◆ Task description ◆
All of the data below is to be copied again without changes.

Referring expression pointing data
================
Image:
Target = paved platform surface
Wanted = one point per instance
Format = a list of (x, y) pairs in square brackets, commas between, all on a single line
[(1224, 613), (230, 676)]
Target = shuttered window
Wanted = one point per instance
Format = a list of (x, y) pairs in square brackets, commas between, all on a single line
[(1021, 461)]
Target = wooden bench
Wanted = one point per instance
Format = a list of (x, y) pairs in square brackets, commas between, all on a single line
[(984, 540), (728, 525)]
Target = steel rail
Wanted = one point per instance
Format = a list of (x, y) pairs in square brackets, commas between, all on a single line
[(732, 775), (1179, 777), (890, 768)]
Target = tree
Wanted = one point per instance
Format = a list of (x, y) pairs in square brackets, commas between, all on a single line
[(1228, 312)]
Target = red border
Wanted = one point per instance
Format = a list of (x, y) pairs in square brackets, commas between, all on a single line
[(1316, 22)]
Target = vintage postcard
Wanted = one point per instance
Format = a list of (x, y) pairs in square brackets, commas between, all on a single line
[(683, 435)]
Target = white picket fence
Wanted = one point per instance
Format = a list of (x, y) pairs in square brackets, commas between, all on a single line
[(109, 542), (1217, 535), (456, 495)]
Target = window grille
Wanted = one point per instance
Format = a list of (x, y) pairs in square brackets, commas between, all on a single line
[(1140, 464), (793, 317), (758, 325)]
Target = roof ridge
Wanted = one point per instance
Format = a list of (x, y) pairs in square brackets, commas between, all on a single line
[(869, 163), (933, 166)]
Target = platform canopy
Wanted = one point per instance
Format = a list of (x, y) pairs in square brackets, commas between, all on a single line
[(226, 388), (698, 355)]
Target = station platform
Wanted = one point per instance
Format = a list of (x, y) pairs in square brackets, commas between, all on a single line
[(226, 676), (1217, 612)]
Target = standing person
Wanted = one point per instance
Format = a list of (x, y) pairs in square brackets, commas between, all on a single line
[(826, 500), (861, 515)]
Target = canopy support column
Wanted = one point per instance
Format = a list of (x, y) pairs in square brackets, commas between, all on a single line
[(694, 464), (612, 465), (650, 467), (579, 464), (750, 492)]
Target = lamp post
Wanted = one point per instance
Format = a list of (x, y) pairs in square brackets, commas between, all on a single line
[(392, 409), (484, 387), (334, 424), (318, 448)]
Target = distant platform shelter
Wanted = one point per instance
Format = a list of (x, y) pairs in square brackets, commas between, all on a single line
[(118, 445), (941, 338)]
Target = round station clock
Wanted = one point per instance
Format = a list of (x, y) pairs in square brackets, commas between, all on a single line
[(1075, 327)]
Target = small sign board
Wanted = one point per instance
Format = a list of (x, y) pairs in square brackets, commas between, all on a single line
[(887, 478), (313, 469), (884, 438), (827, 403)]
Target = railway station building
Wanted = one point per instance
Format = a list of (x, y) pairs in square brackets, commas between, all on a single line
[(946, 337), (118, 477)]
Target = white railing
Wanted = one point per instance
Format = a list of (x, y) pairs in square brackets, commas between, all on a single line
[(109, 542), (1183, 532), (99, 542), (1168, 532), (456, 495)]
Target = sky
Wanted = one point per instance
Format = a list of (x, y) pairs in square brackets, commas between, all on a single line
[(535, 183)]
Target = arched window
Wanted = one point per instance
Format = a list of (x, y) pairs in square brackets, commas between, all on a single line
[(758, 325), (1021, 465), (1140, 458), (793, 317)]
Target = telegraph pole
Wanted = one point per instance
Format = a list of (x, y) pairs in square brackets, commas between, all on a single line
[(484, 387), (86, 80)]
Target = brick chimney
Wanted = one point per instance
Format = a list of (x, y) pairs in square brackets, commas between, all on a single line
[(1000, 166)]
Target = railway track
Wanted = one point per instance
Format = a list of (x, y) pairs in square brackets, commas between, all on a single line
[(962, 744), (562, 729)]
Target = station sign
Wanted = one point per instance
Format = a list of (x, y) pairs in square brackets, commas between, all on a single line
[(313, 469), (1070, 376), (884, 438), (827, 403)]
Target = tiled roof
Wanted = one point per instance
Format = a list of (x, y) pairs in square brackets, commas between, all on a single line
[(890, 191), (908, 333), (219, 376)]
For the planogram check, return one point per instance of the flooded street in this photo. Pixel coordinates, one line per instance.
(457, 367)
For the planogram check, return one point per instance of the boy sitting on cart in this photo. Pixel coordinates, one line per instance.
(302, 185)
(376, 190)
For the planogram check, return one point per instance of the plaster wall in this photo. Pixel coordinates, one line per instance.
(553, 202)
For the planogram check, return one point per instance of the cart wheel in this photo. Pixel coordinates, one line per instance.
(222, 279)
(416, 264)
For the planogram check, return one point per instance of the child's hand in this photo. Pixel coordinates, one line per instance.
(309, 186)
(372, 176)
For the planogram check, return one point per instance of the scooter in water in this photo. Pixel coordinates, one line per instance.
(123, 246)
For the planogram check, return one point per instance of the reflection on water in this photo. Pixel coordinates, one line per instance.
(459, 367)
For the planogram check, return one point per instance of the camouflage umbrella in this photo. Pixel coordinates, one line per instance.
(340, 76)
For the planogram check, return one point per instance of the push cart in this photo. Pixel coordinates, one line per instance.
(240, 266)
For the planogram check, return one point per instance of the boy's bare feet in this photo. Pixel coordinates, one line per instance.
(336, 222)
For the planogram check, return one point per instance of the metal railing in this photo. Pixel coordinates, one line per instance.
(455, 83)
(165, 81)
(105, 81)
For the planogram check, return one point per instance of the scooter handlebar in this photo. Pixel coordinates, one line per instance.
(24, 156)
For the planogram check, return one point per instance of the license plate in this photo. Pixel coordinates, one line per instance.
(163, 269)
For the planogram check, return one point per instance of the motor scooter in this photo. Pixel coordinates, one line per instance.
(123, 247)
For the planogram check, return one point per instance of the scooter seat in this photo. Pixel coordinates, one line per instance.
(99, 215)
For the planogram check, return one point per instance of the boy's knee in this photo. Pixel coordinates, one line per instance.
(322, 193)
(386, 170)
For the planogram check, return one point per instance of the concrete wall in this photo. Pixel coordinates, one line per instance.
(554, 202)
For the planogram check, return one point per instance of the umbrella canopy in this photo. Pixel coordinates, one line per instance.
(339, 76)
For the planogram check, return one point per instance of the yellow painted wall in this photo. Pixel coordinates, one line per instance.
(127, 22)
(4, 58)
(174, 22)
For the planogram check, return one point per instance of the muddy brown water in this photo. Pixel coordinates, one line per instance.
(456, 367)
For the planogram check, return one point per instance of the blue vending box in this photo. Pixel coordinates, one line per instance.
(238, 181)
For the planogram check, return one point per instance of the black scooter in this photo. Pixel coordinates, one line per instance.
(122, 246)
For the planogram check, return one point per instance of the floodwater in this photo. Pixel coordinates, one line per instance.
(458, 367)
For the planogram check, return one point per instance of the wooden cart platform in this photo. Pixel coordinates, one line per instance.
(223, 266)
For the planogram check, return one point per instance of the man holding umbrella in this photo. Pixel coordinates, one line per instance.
================
◆ Completed exercise ◆
Image:
Target = paved platform surface
Wanted = one point per instance
Format = a list of (x, y) pairs in square brackets, commas between, all on a single line
[(1224, 613), (230, 676)]
Target = shuttered window
Wanted = one point per instance
Format = a list of (x, y) pairs in square brackets, commas between, all on a single line
[(1021, 461)]
Target = wooden bench
Wanted = one point per instance
Format = a list of (x, y) pairs in square brackets, commas between, all on a single line
[(984, 540), (728, 525)]
Target = steel rail
Wanted = one point per instance
Format = a list of (x, y) pairs in square brackets, commas between, all on a single line
[(732, 775), (1179, 777), (890, 768)]
Target = tree
Wanted = one point per instance
Format = a list of (x, y) pairs in square brackets, commas between, all on a single line
[(1228, 312)]
Target = red border
Wanted = one point per instance
Format = a list of (x, y) pairs in square brackets, commas between, all on a single line
[(1316, 22)]
Target = vintage postcard
Wanted = one point per instance
Format = a list of (x, y) pairs in square brackets, commas between, all on a single line
[(683, 435)]
Target = white picket fence
Wanted = one point per instance
Format = a list of (x, y) pairs in square brackets, commas between, all on a single line
[(109, 542), (1217, 535), (456, 495)]
Target = window grille
Wanted = one point per instance
Format = a list of (x, y) pairs in square brackets, commas between, all on a single line
[(1140, 464), (793, 317), (758, 325)]
Target = roof ridge
Wanted = one point per instance
Format = a list of (x, y) pairs in square brackets, commas between, all on a single line
[(869, 163), (933, 166)]
Target = platform canopy
Wanted = one point per instance
Format = a list of (x, y) pairs in square brackets, commas between, all on a single line
[(226, 388), (698, 355)]
Target = station platform
Wanted = one point per instance
Format = a list of (x, y) pairs in square brackets, commas between, all on a single line
[(226, 676), (1217, 612)]
Target = standing person
Wanted = one point per instance
Format = a list of (x, y) pairs in square brackets, commas between, all on a single line
[(826, 500), (861, 515)]
Target = canopy support column
Wanted = one point per instance
Format = a list of (x, y) pairs in square brackets, commas between, all on a single line
[(694, 464), (612, 465), (650, 467), (579, 464), (750, 492)]
Target = lamp post
Wanted = one point per instance
Format = a list of (x, y) pairs in square brackets, commas between, all on a single line
[(392, 409), (484, 387), (334, 424), (318, 448)]
Target = distant platform shelter
Wanted = one point per instance
Format = a list of (x, y) pairs in square brackets, commas between, all on a single line
[(118, 445), (941, 338)]
Target = round station clock
Wanted = one point per instance
Format = a list of (x, y) pairs in square brackets, commas between, all on a single line
[(1075, 327)]
Target = small sign board
Wanted = one point per instance
Format = a list of (x, y) pairs in square brackets, commas between, all on a single line
[(887, 478), (313, 469), (884, 438), (827, 403)]
Target = railway station building
Wanted = one point per instance
Format = a list of (x, y) pairs in square brackets, commas between, all on a single line
[(946, 337), (118, 477)]
Target = white railing
Wanted = one point per instance
Format = a list of (x, y) pairs in square brackets, commas between, all on a single line
[(109, 542), (1183, 532), (99, 542), (1168, 532), (456, 495)]
Target = sky
Wanted = one point per instance
Format = a list of (x, y) pairs in square brackets, commas between, all on a single line
[(535, 183)]
Target = arched window
Wanted = one point per instance
Format = a list of (x, y) pairs in square brackets, commas between, all on a single line
[(758, 325), (1021, 465), (1140, 458), (793, 317)]
Target = telegraph pole
Wanted = one point per instance
Format = a list of (x, y) pairs in square brackets, commas between, all on a single line
[(484, 387), (86, 80)]
Target = brick chimney
Wanted = one point per instance
Format = a list of (x, y) pairs in square brackets, commas between, all on a single line
[(1000, 166)]
Target = railway track
Wanted = one point per instance
Format = a list of (x, y) pairs in square brackets, commas between, all on a single line
[(962, 744), (562, 729)]
Target = station sign
Wanted = one point per instance
Format = a list of (x, y) pairs in square brackets, commas between, all on a single line
[(313, 469), (1070, 376), (884, 438), (827, 403)]
Target = tiled roof
Wanted = one point per instance
Format = a list of (x, y) pairs in square brackets, commas between, all on a single line
[(890, 191), (908, 333), (219, 376)]
For the planogram check, return one point per instance of the flooded street in this photo. Pixel coordinates, one line per instance.
(457, 367)
For the planogram check, return one point per instance of the boy sitting on cart in this photo. Pixel coordinates, one line per instance.
(302, 185)
(376, 190)
For the planogram check, return one point per instance of the plaster wall in this photo. Pixel coordinates, one line per instance.
(553, 202)
For the planogram check, return one point per instance of the cart wheel in this photo. Pixel coordinates, one line per instance.
(222, 279)
(416, 264)
For the planogram check, return one point per instance of the child's hand in this photo. Pixel coordinates, one line per instance.
(309, 186)
(372, 176)
For the planogram check, return one point per instance of the scooter in water in this photo. Pixel coordinates, one line per instance.
(123, 246)
For the planogram check, return one point per instance of the reflection on water in this photo. Pixel coordinates, one line per instance.
(459, 367)
For the planogram check, return one point per instance of the camouflage umbrella in this photo. Pixel coordinates, one line per instance.
(340, 76)
For the planogram check, return one point per instance of the push cart in this photo. Pixel coordinates, one line per instance.
(240, 266)
For the planogram check, return one point per instance of the boy's bare feet in this photo. Pixel coordinates, one line per instance.
(336, 222)
For the planogram check, return one point per instance of the metal railing in this photo. Pixel coordinates, one line per instance.
(455, 83)
(165, 81)
(105, 81)
For the planogram check, return one point per instance of the scooter handlebar in this photo. Pixel coordinates, one line per instance.
(24, 156)
For the planogram check, return one point per instance of the license plate in this photo. Pixel coordinates, one line per instance.
(163, 269)
For the planogram check, return one point per instance of the motor scooter in this photo. Pixel coordinates, one line per instance.
(123, 247)
For the planogram check, return one point per instance of the scooter seat in this photo. Pixel coordinates, one line per instance.
(99, 215)
For the planogram check, return one point per instance of the boy's knee in this photo. Pixel coordinates, one line per instance.
(322, 193)
(386, 170)
For the planogram check, return one point per instance of the concrete wall in this photo. Pixel coordinates, one line per instance.
(554, 202)
For the planogram check, return one point per instance of the umbrella canopy in this photo. Pixel coordinates, one line per instance.
(339, 76)
For the planogram check, return one point per instance of the yellow painted wall in this photo. Pixel coordinates, one line per instance.
(127, 22)
(4, 58)
(174, 22)
For the planogram check, return one point per instance of the muddy brown water in this photo. Pixel coordinates, one line per instance.
(456, 367)
For the planogram check, return one point per instance of the blue vending box in this photo. Pixel coordinates, one line per instance.
(238, 181)
For the planogram check, return one point per instance of the black scooter in this photo. Pixel coordinates, one line per instance.
(122, 246)
For the planogram check, return one point per instance of the floodwater in this photo. Pixel coordinates, one line per instance.
(458, 367)
For the planogram check, return one point per instance of the wooden cart platform in this photo. Pixel coordinates, one line per instance.
(223, 266)
For the planogram check, return one point per instance of the man holding umbrella in this photo. Pixel coordinates, one line per instance.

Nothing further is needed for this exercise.